THE choice of Syerston as the first of
the Royal Air Force's flying training schools to be equipped
exclusively with the new Jet Provost trainer is an event of no small
importance in the annals of Nottinghamshire, since it marks the
opening of a new era in the history of flying training. Since the
earliest days of the Royal Air Force many airfields in this county
have been the homes of flying training schools, and it is fitting
that one of them should be chosen as the first to put into operation
a new system of military pilot training.
When Syerston and the other flying training schools have received
their full complement of Jet Provost trainers every pupil pilot in
the Royal Air Force will start his flying career and complete the
whole of his basic training on jet aircraft. In adopting this new
method the Royal Air Force is giving a lead to all the air forces of
the world.
The development of flying training over the past half-century has
been a gradual process, both the aircraft and the techniques used
having been in the main gradually evolved. In neither aircraft nor
techniques has there hitherto been any revolutionary change.

MATERIAL SUPPLIED:

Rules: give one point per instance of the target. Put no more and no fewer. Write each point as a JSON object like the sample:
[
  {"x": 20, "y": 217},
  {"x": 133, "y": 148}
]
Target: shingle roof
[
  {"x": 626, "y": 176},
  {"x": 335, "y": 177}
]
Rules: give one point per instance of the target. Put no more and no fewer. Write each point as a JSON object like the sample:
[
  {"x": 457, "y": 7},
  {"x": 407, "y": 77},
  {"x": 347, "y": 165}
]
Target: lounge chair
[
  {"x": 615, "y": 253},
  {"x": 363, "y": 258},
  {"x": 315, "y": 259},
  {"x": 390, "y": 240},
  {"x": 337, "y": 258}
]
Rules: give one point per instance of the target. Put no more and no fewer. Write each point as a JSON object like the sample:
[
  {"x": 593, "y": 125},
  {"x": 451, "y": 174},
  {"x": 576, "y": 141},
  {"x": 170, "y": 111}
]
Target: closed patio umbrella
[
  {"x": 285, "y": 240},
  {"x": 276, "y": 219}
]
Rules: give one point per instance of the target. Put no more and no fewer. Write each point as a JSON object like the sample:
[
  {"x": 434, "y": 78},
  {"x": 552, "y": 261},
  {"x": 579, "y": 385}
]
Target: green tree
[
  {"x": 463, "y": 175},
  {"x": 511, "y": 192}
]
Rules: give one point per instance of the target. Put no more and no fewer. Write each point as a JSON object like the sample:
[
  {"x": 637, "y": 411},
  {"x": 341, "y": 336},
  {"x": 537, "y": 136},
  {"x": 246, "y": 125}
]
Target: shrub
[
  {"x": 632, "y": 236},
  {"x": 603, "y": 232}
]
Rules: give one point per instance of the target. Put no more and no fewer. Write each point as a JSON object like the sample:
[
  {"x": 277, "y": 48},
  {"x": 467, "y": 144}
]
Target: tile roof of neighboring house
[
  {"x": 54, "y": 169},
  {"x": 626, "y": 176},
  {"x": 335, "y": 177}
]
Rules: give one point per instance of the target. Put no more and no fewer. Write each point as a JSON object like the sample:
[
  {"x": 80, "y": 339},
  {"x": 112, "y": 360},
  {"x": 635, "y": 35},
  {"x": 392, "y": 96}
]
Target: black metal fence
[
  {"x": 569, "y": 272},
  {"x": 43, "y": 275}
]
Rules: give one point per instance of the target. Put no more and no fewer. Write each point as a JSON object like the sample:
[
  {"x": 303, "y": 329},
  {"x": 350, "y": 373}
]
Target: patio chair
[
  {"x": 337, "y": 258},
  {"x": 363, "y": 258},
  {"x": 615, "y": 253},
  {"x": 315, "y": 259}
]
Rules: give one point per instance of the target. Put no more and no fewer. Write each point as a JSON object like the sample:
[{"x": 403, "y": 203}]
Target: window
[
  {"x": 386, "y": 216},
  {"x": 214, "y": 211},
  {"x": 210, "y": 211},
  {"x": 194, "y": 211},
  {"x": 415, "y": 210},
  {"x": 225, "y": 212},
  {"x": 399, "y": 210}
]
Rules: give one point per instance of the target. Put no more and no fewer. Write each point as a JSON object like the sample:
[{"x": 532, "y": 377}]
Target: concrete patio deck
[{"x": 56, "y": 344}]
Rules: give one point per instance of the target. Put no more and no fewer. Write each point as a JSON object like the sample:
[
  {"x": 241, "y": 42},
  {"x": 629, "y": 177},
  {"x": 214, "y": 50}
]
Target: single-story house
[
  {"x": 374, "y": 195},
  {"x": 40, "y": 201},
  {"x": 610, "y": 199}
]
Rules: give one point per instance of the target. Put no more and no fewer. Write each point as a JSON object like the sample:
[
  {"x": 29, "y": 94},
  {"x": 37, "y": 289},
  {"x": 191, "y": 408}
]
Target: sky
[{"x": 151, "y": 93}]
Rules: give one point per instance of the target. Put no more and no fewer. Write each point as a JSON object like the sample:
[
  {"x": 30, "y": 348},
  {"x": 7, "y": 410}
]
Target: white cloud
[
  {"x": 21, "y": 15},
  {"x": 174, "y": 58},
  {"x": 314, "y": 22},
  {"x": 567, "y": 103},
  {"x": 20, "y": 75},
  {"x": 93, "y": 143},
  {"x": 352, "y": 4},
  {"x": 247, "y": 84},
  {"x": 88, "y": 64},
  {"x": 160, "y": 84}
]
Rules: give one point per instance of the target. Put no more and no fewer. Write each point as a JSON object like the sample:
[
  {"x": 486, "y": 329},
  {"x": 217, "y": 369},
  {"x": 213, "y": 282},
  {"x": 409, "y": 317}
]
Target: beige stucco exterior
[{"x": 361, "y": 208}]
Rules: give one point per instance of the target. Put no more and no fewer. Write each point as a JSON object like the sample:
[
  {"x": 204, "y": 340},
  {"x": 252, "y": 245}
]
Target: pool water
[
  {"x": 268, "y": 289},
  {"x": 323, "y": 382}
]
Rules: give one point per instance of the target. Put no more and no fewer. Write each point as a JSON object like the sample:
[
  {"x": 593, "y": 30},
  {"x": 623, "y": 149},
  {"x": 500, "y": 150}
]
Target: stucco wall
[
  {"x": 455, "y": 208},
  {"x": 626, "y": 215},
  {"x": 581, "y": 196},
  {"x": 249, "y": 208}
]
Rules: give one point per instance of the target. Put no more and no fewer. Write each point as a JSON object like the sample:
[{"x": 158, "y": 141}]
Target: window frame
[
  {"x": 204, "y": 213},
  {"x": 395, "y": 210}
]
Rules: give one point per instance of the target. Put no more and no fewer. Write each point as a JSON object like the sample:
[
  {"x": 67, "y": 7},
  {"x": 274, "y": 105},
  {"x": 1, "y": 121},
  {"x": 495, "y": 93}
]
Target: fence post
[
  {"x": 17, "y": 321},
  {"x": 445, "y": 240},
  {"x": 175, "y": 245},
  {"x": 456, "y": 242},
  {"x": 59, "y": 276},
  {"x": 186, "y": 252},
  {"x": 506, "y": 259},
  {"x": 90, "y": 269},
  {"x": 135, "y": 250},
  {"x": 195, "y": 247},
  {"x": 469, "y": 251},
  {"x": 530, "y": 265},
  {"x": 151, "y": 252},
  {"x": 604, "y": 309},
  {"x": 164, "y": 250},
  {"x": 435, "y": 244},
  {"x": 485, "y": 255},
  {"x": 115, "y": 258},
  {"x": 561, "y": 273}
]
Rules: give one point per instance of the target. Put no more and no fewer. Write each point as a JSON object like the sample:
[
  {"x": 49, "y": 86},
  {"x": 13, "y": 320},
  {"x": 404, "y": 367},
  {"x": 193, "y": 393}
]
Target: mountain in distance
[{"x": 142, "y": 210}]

GOAL OF THE EXERCISE:
Reproduce the passage above on jet training at Syerston word for word, from "The development of" to "any revolutionary change.".

FINAL RESULT:
The development of flying training over the past half-century has
been a gradual process, both the aircraft and the techniques used
having been in the main gradually evolved. In neither aircraft nor
techniques has there hitherto been any revolutionary change.